Can you copy out, word for word and with nothing else, the stretch of the items below from the line containing "Planogram-check task. Target: balcony railing" through the line containing "point(310, 296)", including both of those lines?
--- start ---
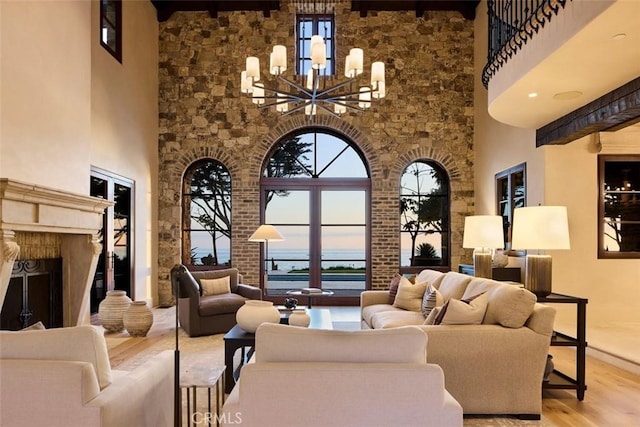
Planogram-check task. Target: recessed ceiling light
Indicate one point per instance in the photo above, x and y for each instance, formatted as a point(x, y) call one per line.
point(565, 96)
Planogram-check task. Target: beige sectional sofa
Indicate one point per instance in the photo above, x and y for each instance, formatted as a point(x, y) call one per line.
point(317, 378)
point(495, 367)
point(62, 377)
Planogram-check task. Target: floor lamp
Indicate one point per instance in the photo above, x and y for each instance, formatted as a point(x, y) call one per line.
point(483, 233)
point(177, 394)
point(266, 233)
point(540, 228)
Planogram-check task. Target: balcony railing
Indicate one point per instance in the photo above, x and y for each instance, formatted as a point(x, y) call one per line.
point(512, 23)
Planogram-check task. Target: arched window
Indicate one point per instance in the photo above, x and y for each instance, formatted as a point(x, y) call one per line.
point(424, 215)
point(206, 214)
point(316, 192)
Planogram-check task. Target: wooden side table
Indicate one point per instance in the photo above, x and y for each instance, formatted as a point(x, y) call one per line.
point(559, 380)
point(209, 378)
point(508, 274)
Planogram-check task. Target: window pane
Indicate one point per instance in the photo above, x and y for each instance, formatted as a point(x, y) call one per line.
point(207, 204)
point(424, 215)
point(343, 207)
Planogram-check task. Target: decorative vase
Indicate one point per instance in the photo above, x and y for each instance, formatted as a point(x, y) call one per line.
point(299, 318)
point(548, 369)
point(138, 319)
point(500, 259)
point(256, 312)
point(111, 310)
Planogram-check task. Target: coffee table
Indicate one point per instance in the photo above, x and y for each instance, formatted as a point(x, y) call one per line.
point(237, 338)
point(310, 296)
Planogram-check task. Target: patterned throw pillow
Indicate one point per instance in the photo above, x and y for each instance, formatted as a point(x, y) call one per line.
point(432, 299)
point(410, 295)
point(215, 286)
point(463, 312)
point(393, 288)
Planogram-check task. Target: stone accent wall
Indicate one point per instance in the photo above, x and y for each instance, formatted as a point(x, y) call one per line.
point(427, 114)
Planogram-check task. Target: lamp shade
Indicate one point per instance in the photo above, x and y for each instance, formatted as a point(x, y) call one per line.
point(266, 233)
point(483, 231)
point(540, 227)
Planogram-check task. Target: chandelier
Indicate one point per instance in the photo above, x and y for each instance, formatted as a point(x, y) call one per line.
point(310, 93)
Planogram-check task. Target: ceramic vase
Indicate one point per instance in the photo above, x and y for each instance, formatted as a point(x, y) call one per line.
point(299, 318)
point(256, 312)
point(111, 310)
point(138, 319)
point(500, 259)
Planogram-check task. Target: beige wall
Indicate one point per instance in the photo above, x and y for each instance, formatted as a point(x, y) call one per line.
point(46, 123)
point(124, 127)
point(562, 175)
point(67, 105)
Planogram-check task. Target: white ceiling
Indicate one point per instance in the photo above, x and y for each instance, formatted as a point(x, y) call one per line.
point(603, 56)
--- end ---
### Response to the exercise
Planogram-check task. Target: balcony railing
Indicate one point per instance in the photo above, x and y for each instance, formatted as a point(x, y) call one per line.
point(512, 23)
Planogram-check task. Target: arched window
Indicate one point per instance in the photo above, x and y for each instance, formatted as a point(x, y) call one per line.
point(424, 215)
point(206, 214)
point(316, 192)
Planogram-check task. Target: wooden side table
Indicate one point per instance in the photo above, x and y for each instance, formatted as a point(x, y) call one per line.
point(559, 380)
point(209, 378)
point(508, 274)
Planogram-check task. Target: window pane
Indicate one point per instance in the photo above, x and y for each instance, formatted as a point(x, y) call one per line.
point(207, 204)
point(424, 215)
point(343, 207)
Planogram-check task. Target: decorative vase
Indicate one point per instance in the photo above, x and y for each instance, formatted as a point(x, y) call one per line.
point(299, 318)
point(548, 369)
point(138, 319)
point(500, 259)
point(256, 312)
point(111, 310)
Planogram-check task. Target: coffee table
Indicate one point per instance in the photo above, x and y for each instance, formatted as a point(x, y) call one per line.
point(237, 338)
point(310, 296)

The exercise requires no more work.